Work instructions ::
Copy the lines of the entries below word for word, from the line with "label: rosemary sprig" to the line with "[110,17,160,68]", both of those lines included, and nothing else.

Records provided ::

════

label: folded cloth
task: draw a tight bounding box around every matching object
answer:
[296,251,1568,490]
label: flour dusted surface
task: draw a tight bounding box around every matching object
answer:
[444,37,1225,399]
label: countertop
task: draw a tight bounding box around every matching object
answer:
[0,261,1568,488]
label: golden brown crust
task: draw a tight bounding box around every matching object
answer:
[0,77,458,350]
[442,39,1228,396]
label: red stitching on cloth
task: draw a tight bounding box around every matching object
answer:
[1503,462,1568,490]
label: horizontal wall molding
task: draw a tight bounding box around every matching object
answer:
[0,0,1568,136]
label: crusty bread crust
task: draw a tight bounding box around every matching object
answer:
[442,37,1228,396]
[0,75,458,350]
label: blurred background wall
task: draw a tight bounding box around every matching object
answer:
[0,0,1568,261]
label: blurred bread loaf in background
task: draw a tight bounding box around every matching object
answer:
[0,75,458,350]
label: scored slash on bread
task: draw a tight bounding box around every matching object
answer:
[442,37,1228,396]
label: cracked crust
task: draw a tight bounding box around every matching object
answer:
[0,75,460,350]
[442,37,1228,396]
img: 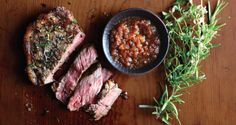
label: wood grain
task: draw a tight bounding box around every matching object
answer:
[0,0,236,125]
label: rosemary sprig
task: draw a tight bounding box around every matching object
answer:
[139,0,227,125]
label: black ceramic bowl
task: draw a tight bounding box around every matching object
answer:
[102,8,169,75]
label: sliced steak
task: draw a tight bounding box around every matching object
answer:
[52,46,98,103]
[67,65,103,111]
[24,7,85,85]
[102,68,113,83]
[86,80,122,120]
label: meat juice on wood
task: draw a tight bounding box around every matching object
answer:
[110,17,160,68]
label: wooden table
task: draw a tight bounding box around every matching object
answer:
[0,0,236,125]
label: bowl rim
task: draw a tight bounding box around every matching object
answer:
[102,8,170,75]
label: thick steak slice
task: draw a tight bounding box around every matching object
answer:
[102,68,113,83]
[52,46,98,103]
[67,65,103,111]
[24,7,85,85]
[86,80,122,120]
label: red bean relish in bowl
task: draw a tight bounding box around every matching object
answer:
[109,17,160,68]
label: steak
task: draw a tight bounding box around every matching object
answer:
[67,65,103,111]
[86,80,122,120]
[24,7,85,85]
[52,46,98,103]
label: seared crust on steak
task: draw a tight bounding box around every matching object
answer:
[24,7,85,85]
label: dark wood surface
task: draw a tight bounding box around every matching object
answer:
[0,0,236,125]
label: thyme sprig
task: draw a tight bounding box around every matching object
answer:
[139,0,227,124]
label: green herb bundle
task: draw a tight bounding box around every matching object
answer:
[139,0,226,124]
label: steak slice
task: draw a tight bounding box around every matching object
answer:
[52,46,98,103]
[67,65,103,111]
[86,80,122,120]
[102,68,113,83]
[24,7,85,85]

════

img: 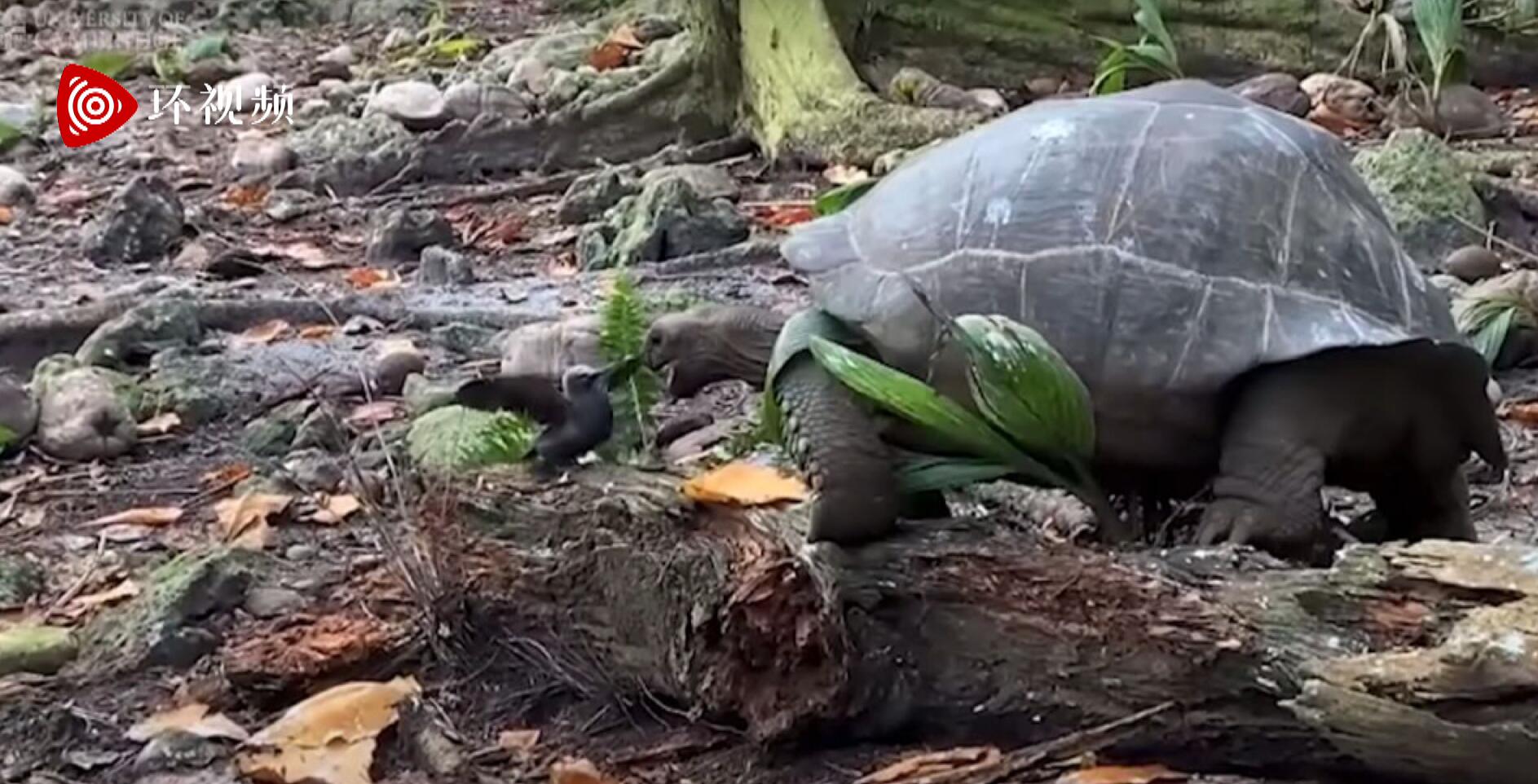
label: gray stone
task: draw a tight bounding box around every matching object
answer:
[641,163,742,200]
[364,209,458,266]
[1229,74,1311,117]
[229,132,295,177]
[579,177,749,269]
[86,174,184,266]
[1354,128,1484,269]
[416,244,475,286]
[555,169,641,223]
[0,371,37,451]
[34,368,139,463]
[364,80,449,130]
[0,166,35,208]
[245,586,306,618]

════

Task output ::
label: rosemary sprig
task: draw a tight bounding box around every matching object
answer:
[139,0,227,125]
label: black ceramic bowl
task: draw a tight bounding box around every matching object
answer:
[102,8,169,75]
label: sliced steak
task: draw a tight bounding box around every matching object
answer:
[52,46,98,103]
[67,65,103,111]
[24,7,85,85]
[102,68,113,83]
[86,80,122,120]
label: meat juice on wood
task: draw a tight bounding box around every matching object
answer:
[110,17,160,68]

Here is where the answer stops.